---------- Working data ----------
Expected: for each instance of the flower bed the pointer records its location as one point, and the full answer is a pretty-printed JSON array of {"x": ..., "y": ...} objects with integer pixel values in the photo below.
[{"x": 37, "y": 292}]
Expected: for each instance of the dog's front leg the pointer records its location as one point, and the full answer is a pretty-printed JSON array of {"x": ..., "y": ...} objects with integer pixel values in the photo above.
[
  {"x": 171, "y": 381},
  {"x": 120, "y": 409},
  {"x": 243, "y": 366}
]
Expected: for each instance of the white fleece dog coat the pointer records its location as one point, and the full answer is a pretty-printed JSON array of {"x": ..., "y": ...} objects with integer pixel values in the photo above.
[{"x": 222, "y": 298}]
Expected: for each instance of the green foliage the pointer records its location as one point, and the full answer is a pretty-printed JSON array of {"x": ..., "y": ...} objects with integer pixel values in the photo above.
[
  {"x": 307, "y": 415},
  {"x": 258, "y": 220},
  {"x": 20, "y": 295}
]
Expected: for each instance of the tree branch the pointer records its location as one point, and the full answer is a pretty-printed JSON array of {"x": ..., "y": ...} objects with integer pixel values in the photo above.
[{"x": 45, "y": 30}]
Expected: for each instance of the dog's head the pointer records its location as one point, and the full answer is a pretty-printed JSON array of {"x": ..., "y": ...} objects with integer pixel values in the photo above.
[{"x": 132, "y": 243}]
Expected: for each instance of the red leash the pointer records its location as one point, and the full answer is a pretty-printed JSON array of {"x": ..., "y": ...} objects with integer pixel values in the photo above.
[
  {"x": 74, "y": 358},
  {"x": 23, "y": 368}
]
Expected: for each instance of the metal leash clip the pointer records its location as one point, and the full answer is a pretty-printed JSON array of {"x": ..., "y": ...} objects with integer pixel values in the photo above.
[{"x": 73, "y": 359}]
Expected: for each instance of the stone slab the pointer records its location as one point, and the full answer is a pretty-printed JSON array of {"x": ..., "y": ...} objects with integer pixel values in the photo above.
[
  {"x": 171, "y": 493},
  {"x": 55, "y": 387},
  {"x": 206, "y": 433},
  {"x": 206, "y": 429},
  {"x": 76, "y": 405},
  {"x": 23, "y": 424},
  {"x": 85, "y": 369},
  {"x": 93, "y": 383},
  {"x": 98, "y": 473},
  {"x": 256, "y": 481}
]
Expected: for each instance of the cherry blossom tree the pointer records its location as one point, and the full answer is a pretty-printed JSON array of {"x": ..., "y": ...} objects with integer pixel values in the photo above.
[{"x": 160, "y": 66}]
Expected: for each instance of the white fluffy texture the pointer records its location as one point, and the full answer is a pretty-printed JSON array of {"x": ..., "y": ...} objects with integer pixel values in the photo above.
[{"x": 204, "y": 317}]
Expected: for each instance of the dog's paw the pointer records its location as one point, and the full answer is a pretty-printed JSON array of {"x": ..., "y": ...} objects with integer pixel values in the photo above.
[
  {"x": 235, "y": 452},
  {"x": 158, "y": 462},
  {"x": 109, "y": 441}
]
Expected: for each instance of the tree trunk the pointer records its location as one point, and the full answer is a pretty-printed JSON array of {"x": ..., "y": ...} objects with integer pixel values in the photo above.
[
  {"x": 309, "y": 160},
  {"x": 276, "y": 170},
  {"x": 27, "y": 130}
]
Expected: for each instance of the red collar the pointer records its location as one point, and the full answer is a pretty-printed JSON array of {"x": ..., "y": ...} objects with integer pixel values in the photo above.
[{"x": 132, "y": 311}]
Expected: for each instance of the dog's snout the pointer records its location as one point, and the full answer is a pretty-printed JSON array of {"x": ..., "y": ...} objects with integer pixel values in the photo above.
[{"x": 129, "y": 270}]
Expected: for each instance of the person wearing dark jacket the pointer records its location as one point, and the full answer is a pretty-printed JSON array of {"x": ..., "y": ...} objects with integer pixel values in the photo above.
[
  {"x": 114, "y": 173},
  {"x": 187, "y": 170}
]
----------
Extract the complete set of records unchanged.

Expected: for each instance of the flower bed the pointer records its location as one point, and the full answer is a pretty-printed JSON array of {"x": ..., "y": ...} objects with integer pixel values in the photo below.
[{"x": 37, "y": 292}]
Expected: for each instance of the dog's front leg the pointer records its location as one point, and the full answer is a pretty-printed JSON array of {"x": ..., "y": ...} objects with integer pixel values in the photo above.
[
  {"x": 171, "y": 381},
  {"x": 120, "y": 409},
  {"x": 243, "y": 366}
]
Expected: for each instance of the white fleece dog coat the pointer records its location as one point, and the full answer is a pretty-printed JSON array of {"x": ..., "y": ...} objects with integer pixel values in the photo above.
[{"x": 222, "y": 298}]
Expected: for each instance of the green foliage the pointer records its location as one point, and the full answer is a pretty-printed JSON array of {"x": ..., "y": ...} objects with integer pixel values in the photo above.
[
  {"x": 307, "y": 415},
  {"x": 258, "y": 220},
  {"x": 20, "y": 295}
]
Expected: for each instance of the tree branch the pointer records its location as one point, and the full answer is a pretty-printed JSON array of {"x": ..., "y": ...} objects with integer pixel values in the photo above.
[{"x": 45, "y": 30}]
Expected: for each instance of the dog's head the pointer records its location as one point, and the full answer is a pretty-printed JSON array of {"x": ..., "y": ...} objects with integer pixel values in the photo above.
[{"x": 132, "y": 243}]
Expected: for each instance of the red leash the pointer records its location as one point, and the full answer is a pretty-printed JSON array of {"x": ..., "y": ...} objects with integer pixel values in the photo above.
[
  {"x": 74, "y": 358},
  {"x": 23, "y": 368}
]
Expected: for each instance of the metal leash clip the pointer records its location as one point, and the full answer is a pretty-printed JSON array of {"x": ..., "y": ...} objects with integer pixel values in the photo above.
[{"x": 73, "y": 359}]
Expected: for each instance of the stone slab the pointer records its location as one point, and the full answer is a pretty-printed JSON array of {"x": ..., "y": ...} objects with integer pixel values in the photo above.
[
  {"x": 171, "y": 493},
  {"x": 55, "y": 387},
  {"x": 206, "y": 433},
  {"x": 206, "y": 429},
  {"x": 76, "y": 405},
  {"x": 23, "y": 424},
  {"x": 85, "y": 369},
  {"x": 93, "y": 383},
  {"x": 98, "y": 473},
  {"x": 256, "y": 481}
]
Expected: for each instance of the cherry blossom tree the pointer records its location as one point, and the full answer is a pretty-printed JSON array of {"x": ..., "y": ...} objects with integer pixel values in the photo above.
[{"x": 160, "y": 66}]
Expected: for each instance of the white fluffy texture the pointer records its location as one point, and the full answer is a pretty-printed JSON array of {"x": ..., "y": ...} objects with integer pixel values in the photo above.
[{"x": 204, "y": 317}]
Expected: for each instance of the dog's paw the pointer records its location as one point, and the full answer is a pretty-printed JSON array of {"x": ..., "y": ...} objects with integer pixel values in the photo above.
[
  {"x": 235, "y": 452},
  {"x": 158, "y": 462},
  {"x": 109, "y": 441}
]
Expected: for each instance of the tree trunk the pointer records its location as one point, and the full answer is a pretty-printed JSON array of {"x": ..., "y": ...} objects with integer pixel values in the photo above.
[
  {"x": 309, "y": 160},
  {"x": 276, "y": 170},
  {"x": 27, "y": 130}
]
Expected: for each instance of the red collar the pointer records its location as one point, and the full answer is a pretty-printed JSON array of {"x": ..., "y": ...} objects with integer pixel values in the photo above.
[{"x": 132, "y": 311}]
Expected: for each instance of the dog's snout the pointer records its location as one point, and the full answer is a pretty-printed JSON array of {"x": ..., "y": ...} objects with integer pixel values in the photo above.
[{"x": 129, "y": 270}]
Expected: for each instance of the person wearing dark jacket the pointer records its location as one point, and the full answer is a pretty-printed JSON array of {"x": ..., "y": ...} objects with integer pixel values in the photo above.
[
  {"x": 114, "y": 173},
  {"x": 187, "y": 170}
]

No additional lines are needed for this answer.